> _DESCRIPTION OF THE TASK_:
In the records below, locate the line containing "Where can the blue", then extract it and all following lines exactly, ending with the last line.

> _MATERIAL TO PROCESS_:
# # # # # # #
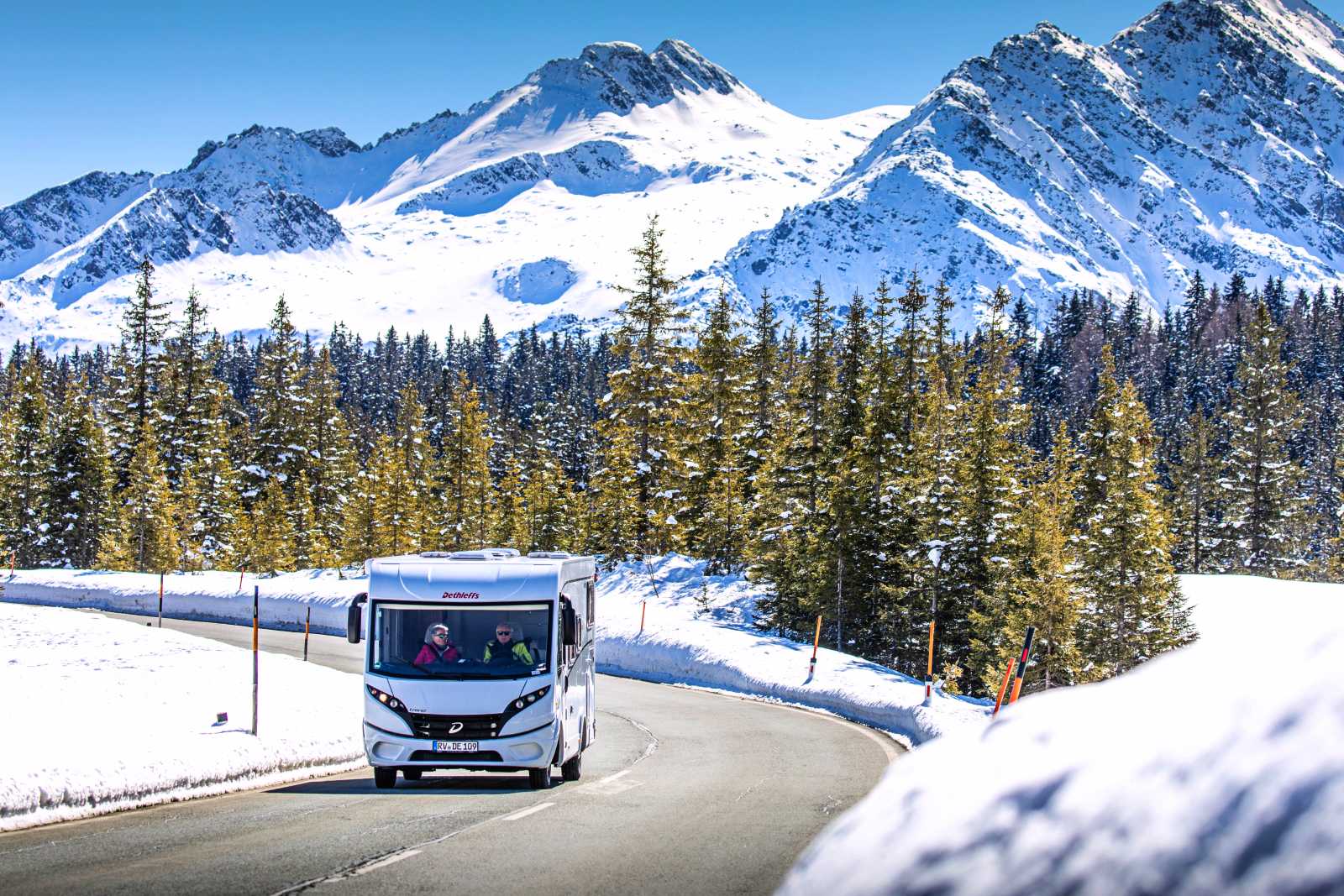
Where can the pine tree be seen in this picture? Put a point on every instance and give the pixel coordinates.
(24, 474)
(280, 449)
(638, 481)
(1265, 524)
(138, 379)
(1135, 607)
(717, 427)
(270, 535)
(1045, 593)
(80, 484)
(331, 457)
(464, 476)
(215, 524)
(980, 564)
(144, 537)
(1195, 497)
(187, 390)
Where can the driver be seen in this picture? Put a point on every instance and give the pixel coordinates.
(437, 647)
(504, 649)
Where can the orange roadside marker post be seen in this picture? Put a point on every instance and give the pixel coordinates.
(1021, 664)
(933, 621)
(816, 640)
(1003, 688)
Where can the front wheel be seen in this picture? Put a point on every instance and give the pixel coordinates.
(539, 778)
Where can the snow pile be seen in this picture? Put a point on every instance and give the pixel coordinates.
(1213, 770)
(699, 631)
(207, 597)
(104, 715)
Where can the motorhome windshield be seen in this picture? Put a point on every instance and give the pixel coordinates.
(454, 641)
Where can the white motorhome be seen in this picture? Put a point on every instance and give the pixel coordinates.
(510, 688)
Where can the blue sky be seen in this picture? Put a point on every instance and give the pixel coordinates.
(140, 86)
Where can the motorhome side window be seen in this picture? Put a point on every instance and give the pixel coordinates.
(501, 641)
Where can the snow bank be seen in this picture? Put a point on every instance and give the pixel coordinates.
(1211, 770)
(208, 597)
(699, 631)
(104, 715)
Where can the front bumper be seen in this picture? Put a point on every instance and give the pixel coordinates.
(531, 750)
# # # # # # #
> _FINISHED TASK_:
Where can the blue sky be seen in this picture? Put a point on every instance and give the pixel coordinates.
(140, 86)
Where can the motorhome side window be seen in this picture? Put a point on every instance and give the pixel coordinates.
(501, 641)
Where can the snow bank be seen in this picture? Put a point on every instance and give the pixel coordinates.
(1211, 770)
(208, 597)
(699, 631)
(104, 715)
Where can the front bumper be seen in this picture? Put a point on every instance and give the pixel coordinates.
(531, 750)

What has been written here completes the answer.